━━ Data supplied
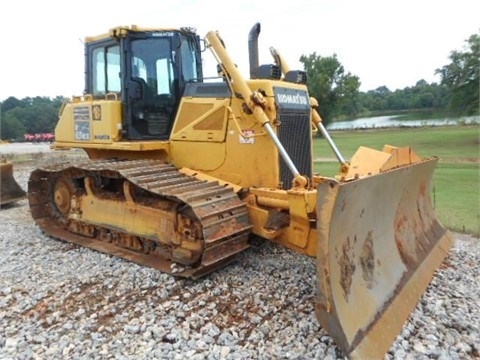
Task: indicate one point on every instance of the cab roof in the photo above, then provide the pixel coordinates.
(122, 31)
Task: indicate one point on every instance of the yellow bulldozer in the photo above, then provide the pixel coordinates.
(183, 169)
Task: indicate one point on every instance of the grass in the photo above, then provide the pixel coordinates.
(456, 181)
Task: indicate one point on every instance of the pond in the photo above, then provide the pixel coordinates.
(396, 121)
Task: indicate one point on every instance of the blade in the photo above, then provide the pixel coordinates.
━━━━
* _Work to complete_: Return each record exactly as given, excluding any image.

* _Exercise response_:
Task: indicate one point on every instance of the cab roof in the photo above, then provide the pixel coordinates.
(122, 31)
Task: indicate one point on every instance of the yellow bulldozer in the photo above, then provide the pixel coordinates.
(183, 169)
Task: indicate one point on every instance of the grass in the photo above, then provide the pixel coordinates.
(456, 181)
Task: indicate one point on every instance of the pond in the photo above, then provide the pixel coordinates.
(396, 121)
Task: indicate one point on every instance of the blade in the photo above, then provide the pixel coordinates.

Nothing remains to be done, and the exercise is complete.